## Begin

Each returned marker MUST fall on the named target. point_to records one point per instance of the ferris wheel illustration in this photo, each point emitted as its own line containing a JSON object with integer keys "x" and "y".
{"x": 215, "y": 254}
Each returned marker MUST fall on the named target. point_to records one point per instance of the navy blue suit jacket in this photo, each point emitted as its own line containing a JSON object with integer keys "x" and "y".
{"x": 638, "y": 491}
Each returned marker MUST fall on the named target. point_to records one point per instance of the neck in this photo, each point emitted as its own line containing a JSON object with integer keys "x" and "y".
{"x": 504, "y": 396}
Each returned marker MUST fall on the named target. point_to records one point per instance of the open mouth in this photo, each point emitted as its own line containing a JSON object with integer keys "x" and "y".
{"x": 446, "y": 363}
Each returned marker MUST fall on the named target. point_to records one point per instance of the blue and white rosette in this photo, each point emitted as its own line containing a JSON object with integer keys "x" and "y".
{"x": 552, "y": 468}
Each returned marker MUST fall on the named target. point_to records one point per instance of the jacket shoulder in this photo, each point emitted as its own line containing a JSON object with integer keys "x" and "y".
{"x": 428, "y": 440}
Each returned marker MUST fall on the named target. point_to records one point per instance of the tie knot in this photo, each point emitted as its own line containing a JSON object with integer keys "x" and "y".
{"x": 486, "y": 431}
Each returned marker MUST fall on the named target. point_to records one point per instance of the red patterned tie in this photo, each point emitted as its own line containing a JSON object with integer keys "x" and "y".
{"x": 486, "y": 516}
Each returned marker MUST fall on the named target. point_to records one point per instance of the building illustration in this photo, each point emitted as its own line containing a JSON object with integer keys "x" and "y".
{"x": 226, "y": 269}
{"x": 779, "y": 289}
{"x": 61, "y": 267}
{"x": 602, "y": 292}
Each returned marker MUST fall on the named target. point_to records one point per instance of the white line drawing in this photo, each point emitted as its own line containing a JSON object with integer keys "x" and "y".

## End

— THE REQUEST —
Please extract every one of the entries above and reproduce each word for word on its own line.

— EXERCISE ANSWER —
Each returned marker MUST fall on the named target. point_to records one point per instance of the ferris wheel illustration in this photo, each point emitted as its own line containing a JSON object with integer keys "x" and "y".
{"x": 215, "y": 254}
Each returned marker MUST fall on the named target. point_to records one point per instance of the navy blue suit jacket in this photo, each point emitted as its own line containing a JSON object with integer keys "x" and "y".
{"x": 638, "y": 491}
Each returned marker MUST fall on the named target. point_to records one point per instance of the neck in this photo, each point emitted as its own line containing a JSON object with integer keys "x" and "y".
{"x": 504, "y": 396}
Each returned marker MUST fall on the named target. point_to records one point per instance of the open mouth in this photo, each point emitted as its own line containing a JSON object with integer keys "x" and "y".
{"x": 446, "y": 363}
Each returned marker MUST fall on the named target. point_to records one point per instance of the blue and white rosette in this photo, each point emitted as its own line containing a JSON object with integer keys "x" and "y".
{"x": 552, "y": 468}
Each returned marker MUST fall on the named target. point_to records one point per instance of the jacket shoulder in this photo, each point emitted as its own line containing a JSON object with integer keys "x" and "y".
{"x": 428, "y": 440}
Each returned marker MUST fall on the named target. point_to records one point per instance of the tie knot in this photo, each point emitted as its own line containing a JSON object with integer keys "x" and "y".
{"x": 486, "y": 431}
Each returned marker MUST fall on the named target. point_to records one point per instance of the red patterned tie in this photo, each point emitted as its own line containing a JSON object with integer keys "x" and "y".
{"x": 486, "y": 516}
Each returned marker MUST fall on the named target. point_to records one point per instance of the building illustration in this photo, each point emitted as its own line containing a JSON object with integer keys "x" and "y".
{"x": 226, "y": 269}
{"x": 779, "y": 289}
{"x": 61, "y": 267}
{"x": 602, "y": 292}
Each returned marker MUST fall on the named target. point_to records one point per instance of the white line drawing in this photo, each point emitted as its own line containing a JSON object with integer keys "x" and "y".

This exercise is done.